-- GIVEN ENTRIES --
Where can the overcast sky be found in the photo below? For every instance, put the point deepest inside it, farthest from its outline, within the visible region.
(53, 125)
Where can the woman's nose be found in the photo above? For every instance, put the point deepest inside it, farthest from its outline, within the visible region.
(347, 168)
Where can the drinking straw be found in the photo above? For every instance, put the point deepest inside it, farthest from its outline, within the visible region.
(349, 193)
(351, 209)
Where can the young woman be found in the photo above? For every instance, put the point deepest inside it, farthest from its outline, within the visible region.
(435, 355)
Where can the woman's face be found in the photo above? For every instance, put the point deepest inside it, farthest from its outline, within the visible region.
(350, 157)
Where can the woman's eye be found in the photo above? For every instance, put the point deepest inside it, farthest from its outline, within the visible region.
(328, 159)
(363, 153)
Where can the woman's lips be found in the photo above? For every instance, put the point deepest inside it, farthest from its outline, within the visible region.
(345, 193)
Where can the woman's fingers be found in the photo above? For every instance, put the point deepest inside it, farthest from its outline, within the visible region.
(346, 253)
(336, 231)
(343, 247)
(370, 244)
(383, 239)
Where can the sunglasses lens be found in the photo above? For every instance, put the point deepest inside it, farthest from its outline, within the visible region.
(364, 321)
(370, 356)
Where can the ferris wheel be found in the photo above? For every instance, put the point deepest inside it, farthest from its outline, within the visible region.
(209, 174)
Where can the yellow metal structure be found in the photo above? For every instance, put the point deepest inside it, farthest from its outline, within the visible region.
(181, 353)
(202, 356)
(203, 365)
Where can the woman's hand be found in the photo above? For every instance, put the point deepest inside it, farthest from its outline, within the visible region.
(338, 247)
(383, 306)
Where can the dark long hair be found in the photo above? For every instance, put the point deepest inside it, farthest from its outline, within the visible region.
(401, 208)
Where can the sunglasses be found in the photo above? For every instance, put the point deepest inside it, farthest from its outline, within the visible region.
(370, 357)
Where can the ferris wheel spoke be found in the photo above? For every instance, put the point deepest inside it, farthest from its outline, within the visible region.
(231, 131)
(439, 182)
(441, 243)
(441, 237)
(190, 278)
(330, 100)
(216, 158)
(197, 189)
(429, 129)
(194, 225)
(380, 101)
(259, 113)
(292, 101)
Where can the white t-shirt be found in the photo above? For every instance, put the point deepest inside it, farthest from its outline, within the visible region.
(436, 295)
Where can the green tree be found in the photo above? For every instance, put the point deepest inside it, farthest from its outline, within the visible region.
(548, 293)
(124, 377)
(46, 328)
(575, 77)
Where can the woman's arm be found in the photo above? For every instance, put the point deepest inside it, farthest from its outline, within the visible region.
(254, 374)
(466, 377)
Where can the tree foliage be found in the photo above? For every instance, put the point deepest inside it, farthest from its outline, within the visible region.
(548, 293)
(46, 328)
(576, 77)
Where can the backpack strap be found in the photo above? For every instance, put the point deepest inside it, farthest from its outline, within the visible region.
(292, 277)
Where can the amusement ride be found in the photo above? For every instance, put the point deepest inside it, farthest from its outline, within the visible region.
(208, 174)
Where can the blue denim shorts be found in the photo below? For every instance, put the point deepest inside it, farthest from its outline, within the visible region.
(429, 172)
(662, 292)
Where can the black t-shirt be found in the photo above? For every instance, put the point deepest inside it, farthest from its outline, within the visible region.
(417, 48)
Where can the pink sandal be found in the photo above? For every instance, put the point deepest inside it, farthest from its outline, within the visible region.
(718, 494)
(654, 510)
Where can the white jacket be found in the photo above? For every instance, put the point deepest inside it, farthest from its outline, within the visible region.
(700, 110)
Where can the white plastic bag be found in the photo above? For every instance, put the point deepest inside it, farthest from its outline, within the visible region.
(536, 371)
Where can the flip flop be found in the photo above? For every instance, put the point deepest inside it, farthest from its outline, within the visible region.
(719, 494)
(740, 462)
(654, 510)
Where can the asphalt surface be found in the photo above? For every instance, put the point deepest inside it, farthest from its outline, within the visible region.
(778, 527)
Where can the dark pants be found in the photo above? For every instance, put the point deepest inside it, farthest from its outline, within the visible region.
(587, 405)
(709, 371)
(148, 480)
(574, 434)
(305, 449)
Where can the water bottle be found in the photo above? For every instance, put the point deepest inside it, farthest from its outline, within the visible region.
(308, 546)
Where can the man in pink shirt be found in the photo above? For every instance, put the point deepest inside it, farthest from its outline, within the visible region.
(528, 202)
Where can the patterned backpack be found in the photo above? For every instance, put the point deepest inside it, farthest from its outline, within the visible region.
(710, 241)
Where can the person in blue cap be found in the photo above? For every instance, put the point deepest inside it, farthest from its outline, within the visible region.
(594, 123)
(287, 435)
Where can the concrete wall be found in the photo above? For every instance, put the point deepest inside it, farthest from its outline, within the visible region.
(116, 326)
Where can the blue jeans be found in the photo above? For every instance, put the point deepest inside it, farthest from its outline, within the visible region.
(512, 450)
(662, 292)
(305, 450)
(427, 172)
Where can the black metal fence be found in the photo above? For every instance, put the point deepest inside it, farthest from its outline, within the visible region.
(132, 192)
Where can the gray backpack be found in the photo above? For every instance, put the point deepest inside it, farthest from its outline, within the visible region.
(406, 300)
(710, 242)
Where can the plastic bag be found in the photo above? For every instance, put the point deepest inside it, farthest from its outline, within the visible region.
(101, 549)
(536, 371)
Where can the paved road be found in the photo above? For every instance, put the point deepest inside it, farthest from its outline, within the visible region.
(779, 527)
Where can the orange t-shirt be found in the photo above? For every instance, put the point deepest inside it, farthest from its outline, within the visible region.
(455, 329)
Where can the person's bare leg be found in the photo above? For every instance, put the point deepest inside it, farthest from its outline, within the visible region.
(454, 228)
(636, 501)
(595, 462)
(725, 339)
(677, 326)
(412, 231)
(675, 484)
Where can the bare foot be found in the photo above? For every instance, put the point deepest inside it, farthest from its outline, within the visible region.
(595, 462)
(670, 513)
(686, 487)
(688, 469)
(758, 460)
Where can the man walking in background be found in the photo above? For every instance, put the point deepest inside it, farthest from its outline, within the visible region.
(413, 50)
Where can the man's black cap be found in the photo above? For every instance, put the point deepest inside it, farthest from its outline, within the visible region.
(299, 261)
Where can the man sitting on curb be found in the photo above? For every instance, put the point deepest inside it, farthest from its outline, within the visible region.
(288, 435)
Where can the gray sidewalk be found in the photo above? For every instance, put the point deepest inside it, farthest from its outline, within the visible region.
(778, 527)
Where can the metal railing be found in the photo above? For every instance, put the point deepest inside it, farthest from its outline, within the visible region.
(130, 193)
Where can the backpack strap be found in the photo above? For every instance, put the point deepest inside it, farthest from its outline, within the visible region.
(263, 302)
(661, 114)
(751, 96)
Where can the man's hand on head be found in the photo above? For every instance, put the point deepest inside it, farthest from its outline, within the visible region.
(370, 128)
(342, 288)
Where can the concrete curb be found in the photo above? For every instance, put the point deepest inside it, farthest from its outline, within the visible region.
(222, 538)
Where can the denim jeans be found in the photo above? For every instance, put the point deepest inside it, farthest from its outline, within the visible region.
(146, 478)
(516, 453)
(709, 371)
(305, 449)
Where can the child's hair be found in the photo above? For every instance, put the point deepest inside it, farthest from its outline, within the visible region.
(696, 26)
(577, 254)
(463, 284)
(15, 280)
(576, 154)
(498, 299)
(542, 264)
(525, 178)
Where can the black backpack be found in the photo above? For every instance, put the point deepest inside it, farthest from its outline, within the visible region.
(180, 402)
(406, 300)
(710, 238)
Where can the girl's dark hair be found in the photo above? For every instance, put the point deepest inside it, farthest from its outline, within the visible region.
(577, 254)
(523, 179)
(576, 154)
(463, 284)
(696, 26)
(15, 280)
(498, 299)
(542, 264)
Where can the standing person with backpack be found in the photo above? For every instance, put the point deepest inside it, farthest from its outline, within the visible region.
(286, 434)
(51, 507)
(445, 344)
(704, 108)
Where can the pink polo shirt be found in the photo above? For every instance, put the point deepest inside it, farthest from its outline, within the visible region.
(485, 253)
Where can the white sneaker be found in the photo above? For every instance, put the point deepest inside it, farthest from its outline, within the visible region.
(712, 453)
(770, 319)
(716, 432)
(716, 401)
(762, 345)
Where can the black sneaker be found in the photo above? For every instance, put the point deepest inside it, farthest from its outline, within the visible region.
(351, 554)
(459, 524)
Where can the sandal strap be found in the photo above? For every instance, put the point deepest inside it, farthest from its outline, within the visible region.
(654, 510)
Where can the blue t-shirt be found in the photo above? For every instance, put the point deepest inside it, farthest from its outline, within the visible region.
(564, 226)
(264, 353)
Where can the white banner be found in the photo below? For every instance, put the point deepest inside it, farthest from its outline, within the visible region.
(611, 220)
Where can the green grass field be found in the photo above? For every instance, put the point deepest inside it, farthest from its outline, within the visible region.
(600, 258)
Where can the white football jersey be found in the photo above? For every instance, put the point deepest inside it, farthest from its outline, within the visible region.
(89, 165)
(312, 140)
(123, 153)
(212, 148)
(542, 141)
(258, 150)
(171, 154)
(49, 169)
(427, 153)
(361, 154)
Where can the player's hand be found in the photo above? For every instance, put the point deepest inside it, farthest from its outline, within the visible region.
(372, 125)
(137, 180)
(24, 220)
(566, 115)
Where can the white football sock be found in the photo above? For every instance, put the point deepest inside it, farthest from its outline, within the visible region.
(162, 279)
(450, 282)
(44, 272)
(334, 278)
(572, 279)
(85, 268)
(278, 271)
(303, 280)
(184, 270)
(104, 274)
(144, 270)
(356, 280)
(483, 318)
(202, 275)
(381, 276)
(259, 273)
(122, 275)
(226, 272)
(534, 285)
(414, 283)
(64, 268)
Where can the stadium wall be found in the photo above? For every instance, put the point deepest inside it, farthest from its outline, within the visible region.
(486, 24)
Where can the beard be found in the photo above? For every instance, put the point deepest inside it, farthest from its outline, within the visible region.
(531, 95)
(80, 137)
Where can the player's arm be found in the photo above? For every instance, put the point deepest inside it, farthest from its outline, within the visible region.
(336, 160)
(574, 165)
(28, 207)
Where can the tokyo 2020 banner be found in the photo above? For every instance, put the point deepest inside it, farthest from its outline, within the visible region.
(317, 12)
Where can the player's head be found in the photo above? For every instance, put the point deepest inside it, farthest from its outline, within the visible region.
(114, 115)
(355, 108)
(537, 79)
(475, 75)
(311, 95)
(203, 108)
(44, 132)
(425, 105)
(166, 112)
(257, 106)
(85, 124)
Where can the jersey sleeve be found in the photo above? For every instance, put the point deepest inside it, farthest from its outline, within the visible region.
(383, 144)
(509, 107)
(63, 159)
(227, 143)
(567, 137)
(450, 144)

-- BRIEF --
From the line containing "Where can the white football sock" down to the last line, reproduce the records exactly. Include both ends.

-- PROBLEM SOLUTION --
Where can the white football sock be found in the photo above? For every instance, put the point deepest inside it, farthest from its outline, within the visible region.
(162, 279)
(450, 282)
(44, 272)
(334, 278)
(572, 279)
(85, 268)
(278, 271)
(303, 280)
(184, 270)
(104, 274)
(144, 270)
(356, 280)
(483, 318)
(202, 275)
(381, 276)
(259, 273)
(122, 275)
(226, 272)
(534, 285)
(414, 283)
(64, 268)
Where can the stadium wall be found in the photo above? For every instance, put the point deepest inside it, farthest from its outline, within the visible region.
(486, 24)
Where can the beard be found in the photo above? For every instance, put the point deepest inside it, farthest from its outline, within the visible region.
(531, 95)
(80, 137)
Where can the player's arm be found in the photo above? For every instance, put the point deepest inside it, farthest from its outline, within the visible region.
(336, 160)
(574, 165)
(28, 207)
Where can the tokyo 2020 banner be found in the photo above? For every instance, put the point deepest inside it, farthest from its outline, within the visible region.
(317, 12)
Where can the player's head be found in the photo above? For every instance, put the point deepest inside it, farthest from its outline, within the visible region.
(114, 115)
(355, 108)
(537, 79)
(475, 75)
(311, 95)
(203, 108)
(44, 132)
(425, 105)
(166, 112)
(257, 106)
(85, 124)
Where can the jersey sleeve be found in the photo above? For every instance, put the point deepest inside it, farthest from its outline, within the visible region.
(383, 144)
(509, 107)
(63, 159)
(227, 143)
(567, 137)
(450, 144)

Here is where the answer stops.